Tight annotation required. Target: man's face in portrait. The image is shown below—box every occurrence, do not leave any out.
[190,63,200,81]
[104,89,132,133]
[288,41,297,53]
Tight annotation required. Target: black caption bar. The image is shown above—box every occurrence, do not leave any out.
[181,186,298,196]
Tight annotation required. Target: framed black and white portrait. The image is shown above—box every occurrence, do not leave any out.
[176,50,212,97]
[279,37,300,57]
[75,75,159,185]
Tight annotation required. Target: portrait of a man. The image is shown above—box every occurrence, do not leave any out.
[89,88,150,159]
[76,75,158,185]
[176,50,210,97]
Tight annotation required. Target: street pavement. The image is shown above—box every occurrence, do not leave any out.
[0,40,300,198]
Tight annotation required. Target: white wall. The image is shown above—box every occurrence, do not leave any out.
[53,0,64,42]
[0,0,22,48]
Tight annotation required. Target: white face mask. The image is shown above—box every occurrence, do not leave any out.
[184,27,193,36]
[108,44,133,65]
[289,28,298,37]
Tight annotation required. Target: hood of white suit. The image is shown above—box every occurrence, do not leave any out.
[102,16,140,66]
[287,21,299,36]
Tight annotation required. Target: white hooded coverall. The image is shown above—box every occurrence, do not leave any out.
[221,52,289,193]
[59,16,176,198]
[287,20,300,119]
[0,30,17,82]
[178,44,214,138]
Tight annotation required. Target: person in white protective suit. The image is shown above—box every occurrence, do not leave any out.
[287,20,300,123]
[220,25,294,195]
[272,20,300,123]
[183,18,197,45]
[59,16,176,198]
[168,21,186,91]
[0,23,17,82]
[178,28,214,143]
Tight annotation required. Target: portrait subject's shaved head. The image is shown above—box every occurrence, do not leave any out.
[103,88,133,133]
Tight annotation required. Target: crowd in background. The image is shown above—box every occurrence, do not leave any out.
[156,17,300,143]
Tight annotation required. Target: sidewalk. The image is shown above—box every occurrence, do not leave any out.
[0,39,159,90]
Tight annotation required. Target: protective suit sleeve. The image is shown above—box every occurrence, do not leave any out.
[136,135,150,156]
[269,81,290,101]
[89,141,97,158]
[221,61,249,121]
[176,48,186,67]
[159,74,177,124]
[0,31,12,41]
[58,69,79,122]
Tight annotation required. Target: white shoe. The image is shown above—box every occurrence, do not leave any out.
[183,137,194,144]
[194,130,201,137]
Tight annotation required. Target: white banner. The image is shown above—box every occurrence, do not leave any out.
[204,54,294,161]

★ ★ ★

Reúna e copie todas as linhas dos registros acima em que aparece a palavra "protective".

* **Solução**
Tight annotation required. Target: person in white protective suit. The image is shown above—box every occurrence, do not leave any out.
Tight annotation required. Target: protective suit sleeve. The image is shown above—box every occurrence, do not leave any out.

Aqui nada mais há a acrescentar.